### Text to read
# Wesgreen International School



## Johnnyjoe (Jun 25, 2015)

Hello,

Please, Please, Please, I am really hoping someone can give me a true insight into the school and life in the area (is living in Sharjah that bad?) It’s cheap in compare to Dubai and we will save money? Has it developed a little since last post... LOL...

(Looks like there nothing to do. MUST BE SOMETHING?) 

I’ve read all the posts on this site and other sites regarding the school...Can anyone out there give and update please? Not much positive reviews...:hmmmmmm:fingerscrossed:

( Has things improved?):fingerscrossed:

What’s it like for families as I have children that may attend the school ….If i take the post up :juggle: where is family accommodation located? In the school? whats it like... roomy? 

THANK YOU VERY MUCH
Jon


----------



## Markdarby (Oct 25, 2015)

*Reply*

The school is absolutely great! Its had students with amazing results in the Cambridge IGCSE and the teachers are really dedicated. I've had to shift my kids from 3 other schools in Dubai simply because teachers often didn't care about teaching. 

Living in sharjah is also pretty good. If you find a place in the area near the ajman border (sharqan, al fisht) they are extremely peaceful and have a great environment.

Throughout sharjah in every residential area they have a mall, either Matajer or City Center, usually which caters to the community. There is also Sahara center and mega mall and ajman city center is just around the corner. 

The sharjah beach front is usually empty but really clean and a great place for a jog, not to forget the range of coffee shops along it. 

Hope this helps!


----------



## twowheelsgood (Feb 21, 2013)

Sharjah is a 'dry' Emirate - you didnt mention that bit.


----------



## TallyHo (Aug 21, 2011)

If your name is really Mark Darby and you're genuinely from the UK, you would never 
say "*shift *my kids from 3 other schools in Dubai..."

You work for Wesgreen marketing department? I liked your description of Sharjah. Guaranteed to set up newcomers to Sharjah for a surprise.



Markdarby said:


> The school is absolutely great! Its had students with amazing results in the Cambridge IGCSE and the teachers are really dedicated. I've had to shift my kids from 3 other schools in Dubai simply because teachers often didn't care about teaching.
> 
> Living in sharjah is also pretty good. If you find a place in the area near the ajman border (sharqan, al fisht) they are extremely peaceful and have a great environment.
> 
> ...


----------



## twowheelsgood (Feb 21, 2013)

Ah yes, I missed that obvious ploy.

Two posters each with one post, first asks question, second answers resoundingly positive.

"It’s cheap in compare to Dubai and we will save money?" - poor English

The original thread about the standards at Wesgreen, is littered with posts by people who either sing its praises or don't like it, but they all have a single post each. And all the positive ones from people claiming to be Brits but whose homonyms and grammar indicates they are anything but British.

Marketing department posting it is. Just like they did in late 2012, 2013 and 2014, presumably in avain attempt to fill the gaps they have.


----------

### Dataset records
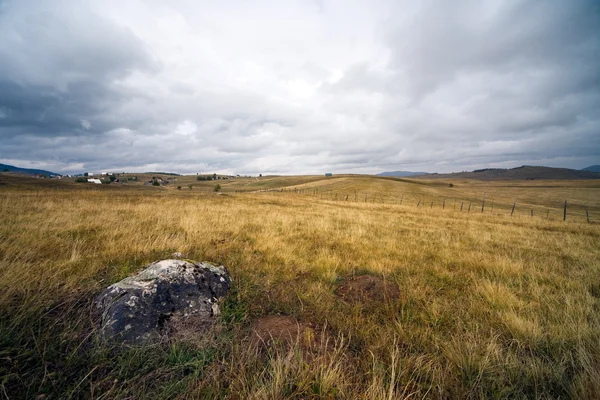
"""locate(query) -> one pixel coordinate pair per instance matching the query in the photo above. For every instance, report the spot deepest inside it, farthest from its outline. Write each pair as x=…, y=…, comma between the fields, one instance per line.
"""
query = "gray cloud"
x=299, y=87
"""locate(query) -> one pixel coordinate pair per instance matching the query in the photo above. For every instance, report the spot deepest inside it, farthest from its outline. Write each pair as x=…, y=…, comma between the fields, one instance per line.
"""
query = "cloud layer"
x=299, y=86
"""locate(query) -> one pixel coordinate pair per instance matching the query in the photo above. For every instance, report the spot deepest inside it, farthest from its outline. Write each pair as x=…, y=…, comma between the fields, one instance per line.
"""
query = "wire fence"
x=565, y=210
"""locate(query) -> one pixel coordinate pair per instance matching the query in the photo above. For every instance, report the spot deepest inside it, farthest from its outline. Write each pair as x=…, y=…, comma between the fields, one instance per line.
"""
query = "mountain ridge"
x=29, y=171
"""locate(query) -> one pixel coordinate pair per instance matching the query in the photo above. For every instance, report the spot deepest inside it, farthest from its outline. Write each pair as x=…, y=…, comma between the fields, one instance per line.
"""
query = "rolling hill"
x=401, y=174
x=525, y=172
x=592, y=168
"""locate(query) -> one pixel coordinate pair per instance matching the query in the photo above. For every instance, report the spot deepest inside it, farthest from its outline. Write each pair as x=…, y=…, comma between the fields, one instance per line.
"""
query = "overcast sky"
x=298, y=86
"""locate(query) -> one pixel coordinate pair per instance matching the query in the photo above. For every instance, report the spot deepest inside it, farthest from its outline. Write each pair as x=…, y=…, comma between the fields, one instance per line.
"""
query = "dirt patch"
x=366, y=288
x=284, y=329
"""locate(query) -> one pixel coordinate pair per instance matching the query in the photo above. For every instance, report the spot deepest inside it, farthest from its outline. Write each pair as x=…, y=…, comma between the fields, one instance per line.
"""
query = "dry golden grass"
x=490, y=306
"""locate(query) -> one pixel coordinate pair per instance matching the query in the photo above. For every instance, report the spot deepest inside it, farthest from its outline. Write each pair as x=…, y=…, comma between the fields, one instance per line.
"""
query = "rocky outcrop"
x=140, y=308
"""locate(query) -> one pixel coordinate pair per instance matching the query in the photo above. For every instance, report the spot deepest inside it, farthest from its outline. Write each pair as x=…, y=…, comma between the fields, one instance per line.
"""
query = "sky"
x=298, y=87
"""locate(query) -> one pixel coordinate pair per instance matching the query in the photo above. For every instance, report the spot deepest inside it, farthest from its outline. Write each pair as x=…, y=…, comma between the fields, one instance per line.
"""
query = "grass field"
x=487, y=305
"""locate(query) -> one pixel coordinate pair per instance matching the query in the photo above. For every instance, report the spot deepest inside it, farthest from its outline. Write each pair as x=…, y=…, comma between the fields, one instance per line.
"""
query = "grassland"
x=489, y=305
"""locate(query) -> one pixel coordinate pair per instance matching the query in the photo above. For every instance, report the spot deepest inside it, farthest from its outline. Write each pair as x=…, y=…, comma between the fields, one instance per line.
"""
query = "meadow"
x=459, y=304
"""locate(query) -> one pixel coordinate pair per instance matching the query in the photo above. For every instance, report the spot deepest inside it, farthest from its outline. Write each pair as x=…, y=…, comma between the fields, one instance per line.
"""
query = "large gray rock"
x=139, y=308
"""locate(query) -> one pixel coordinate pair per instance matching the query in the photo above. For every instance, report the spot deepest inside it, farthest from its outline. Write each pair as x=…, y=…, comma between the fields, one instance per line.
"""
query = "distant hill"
x=526, y=172
x=401, y=173
x=29, y=171
x=592, y=168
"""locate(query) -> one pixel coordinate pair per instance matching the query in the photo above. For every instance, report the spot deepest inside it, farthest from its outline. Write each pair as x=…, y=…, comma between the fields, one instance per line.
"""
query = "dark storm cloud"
x=297, y=87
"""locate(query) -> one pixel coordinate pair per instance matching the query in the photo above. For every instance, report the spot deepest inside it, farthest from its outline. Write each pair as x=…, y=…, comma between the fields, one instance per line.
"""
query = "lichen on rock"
x=138, y=309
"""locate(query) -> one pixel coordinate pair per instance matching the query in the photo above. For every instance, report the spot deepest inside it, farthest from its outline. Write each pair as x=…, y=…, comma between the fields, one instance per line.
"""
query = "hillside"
x=526, y=172
x=480, y=304
x=592, y=168
x=401, y=174
x=29, y=171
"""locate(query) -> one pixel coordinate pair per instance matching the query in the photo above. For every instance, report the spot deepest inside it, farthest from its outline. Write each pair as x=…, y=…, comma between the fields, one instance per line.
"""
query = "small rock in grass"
x=139, y=309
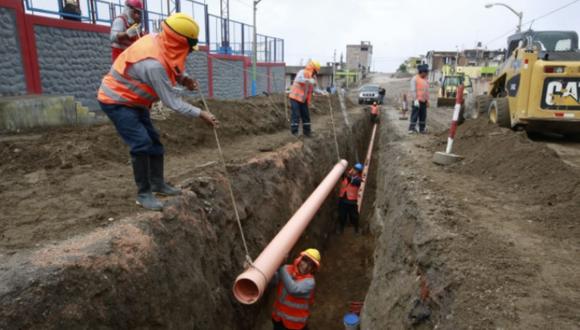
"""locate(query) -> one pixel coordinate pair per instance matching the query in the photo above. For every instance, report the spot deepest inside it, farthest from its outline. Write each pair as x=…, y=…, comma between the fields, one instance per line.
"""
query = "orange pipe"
x=361, y=190
x=250, y=285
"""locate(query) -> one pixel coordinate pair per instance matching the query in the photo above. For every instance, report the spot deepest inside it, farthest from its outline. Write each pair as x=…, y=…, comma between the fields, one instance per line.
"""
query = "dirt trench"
x=487, y=243
x=175, y=269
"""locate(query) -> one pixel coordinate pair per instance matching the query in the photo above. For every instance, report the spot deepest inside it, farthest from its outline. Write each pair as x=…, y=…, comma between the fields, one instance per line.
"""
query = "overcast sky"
x=397, y=28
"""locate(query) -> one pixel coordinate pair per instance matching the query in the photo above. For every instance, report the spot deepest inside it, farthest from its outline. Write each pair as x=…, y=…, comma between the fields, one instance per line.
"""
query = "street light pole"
x=520, y=14
x=255, y=51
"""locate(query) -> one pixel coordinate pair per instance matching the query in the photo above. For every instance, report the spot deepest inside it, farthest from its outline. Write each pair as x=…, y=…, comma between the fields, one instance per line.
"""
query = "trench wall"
x=174, y=269
x=59, y=57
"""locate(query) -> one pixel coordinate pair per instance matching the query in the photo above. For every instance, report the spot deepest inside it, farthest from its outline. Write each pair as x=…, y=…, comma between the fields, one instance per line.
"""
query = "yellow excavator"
x=538, y=86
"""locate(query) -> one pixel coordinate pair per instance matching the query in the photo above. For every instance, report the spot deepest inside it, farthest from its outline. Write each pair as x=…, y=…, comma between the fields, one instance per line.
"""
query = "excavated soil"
x=61, y=182
x=488, y=243
x=78, y=254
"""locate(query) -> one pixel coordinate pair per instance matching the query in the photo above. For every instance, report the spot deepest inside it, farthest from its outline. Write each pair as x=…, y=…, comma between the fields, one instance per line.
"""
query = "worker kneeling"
x=348, y=197
x=295, y=291
x=144, y=73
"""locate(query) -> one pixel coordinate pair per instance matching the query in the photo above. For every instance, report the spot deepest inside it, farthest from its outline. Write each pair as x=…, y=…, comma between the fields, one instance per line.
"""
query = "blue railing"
x=269, y=49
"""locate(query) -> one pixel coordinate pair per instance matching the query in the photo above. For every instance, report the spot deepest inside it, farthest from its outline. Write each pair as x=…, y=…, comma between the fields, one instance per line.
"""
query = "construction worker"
x=144, y=73
x=420, y=96
x=295, y=291
x=304, y=85
x=348, y=197
x=375, y=113
x=126, y=28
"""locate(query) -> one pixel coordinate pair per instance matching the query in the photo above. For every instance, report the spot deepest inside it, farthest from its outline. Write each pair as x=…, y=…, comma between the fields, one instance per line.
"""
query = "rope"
x=229, y=184
x=333, y=128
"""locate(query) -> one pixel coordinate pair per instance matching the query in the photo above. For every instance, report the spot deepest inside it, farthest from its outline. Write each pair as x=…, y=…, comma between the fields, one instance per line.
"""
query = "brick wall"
x=72, y=62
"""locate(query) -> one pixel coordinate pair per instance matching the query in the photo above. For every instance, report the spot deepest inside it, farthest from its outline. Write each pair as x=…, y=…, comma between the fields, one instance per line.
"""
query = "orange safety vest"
x=352, y=191
x=118, y=87
x=422, y=89
x=292, y=311
x=302, y=92
x=342, y=187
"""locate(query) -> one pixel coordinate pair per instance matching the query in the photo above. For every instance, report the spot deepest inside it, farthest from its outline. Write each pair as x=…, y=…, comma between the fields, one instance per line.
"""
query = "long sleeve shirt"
x=152, y=73
x=312, y=81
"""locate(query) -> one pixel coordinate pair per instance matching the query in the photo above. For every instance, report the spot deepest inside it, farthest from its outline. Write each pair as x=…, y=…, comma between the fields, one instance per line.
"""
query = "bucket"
x=351, y=321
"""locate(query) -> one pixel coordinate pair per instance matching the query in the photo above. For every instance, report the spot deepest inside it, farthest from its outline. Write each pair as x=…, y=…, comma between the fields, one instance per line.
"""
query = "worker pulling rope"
x=333, y=127
x=229, y=184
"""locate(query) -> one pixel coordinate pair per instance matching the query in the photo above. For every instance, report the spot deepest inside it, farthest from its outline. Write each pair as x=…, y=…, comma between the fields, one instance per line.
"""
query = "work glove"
x=209, y=119
x=189, y=83
x=134, y=30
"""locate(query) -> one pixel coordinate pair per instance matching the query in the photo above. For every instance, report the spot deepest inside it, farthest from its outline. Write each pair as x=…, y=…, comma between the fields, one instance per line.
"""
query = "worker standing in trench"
x=126, y=28
x=375, y=111
x=295, y=291
x=348, y=197
x=420, y=95
x=300, y=96
x=144, y=73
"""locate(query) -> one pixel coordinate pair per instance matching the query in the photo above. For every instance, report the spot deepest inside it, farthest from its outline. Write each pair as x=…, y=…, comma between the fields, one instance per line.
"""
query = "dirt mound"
x=60, y=182
x=532, y=172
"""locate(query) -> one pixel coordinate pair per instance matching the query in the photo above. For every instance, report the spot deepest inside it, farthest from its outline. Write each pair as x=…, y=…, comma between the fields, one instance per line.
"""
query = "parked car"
x=369, y=94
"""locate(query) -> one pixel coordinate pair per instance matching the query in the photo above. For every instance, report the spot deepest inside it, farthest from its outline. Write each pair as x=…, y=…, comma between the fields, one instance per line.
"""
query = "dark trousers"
x=300, y=112
x=419, y=114
x=347, y=209
x=135, y=128
x=278, y=325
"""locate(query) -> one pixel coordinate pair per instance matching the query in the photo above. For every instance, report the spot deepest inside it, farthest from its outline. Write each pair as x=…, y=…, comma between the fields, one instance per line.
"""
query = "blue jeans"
x=419, y=114
x=300, y=112
x=135, y=128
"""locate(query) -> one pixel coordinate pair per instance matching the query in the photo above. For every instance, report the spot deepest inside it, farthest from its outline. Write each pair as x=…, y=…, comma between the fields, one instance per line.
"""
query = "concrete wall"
x=72, y=62
x=196, y=67
x=12, y=78
x=228, y=79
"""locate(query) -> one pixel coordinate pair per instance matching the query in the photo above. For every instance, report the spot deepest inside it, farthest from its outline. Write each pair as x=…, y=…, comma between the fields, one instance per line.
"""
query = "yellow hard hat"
x=315, y=65
x=312, y=254
x=186, y=26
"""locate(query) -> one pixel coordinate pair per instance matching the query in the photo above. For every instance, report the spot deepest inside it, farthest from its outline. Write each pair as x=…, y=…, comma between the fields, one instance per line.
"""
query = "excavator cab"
x=537, y=88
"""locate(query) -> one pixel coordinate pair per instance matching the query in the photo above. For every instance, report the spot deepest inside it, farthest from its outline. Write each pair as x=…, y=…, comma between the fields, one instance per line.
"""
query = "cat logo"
x=560, y=93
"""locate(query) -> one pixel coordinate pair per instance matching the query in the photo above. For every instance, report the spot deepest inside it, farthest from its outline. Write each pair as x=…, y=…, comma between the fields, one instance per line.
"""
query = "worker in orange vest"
x=375, y=113
x=144, y=73
x=300, y=96
x=295, y=291
x=126, y=28
x=348, y=197
x=420, y=96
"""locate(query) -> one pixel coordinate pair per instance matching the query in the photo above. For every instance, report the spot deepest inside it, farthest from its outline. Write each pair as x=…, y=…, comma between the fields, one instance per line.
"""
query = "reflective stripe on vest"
x=293, y=311
x=118, y=88
x=301, y=92
x=422, y=88
x=342, y=187
x=352, y=192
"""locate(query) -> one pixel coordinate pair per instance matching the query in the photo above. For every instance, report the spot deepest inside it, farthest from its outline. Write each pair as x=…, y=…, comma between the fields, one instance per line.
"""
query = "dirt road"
x=495, y=236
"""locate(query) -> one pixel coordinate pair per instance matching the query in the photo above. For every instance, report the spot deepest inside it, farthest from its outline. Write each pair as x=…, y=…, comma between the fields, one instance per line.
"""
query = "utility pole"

### Instructions
a – In the forum thread about Wesgreen International School, what does twowheelsgood say Sharjah is?
b – Identify every line in the rows that contains the word "wall", and copy each of those lines.

### Results by task
a – A "dry" Emirate.

b –
query = "trench wall"
query = "brick wall"
query = "concrete wall"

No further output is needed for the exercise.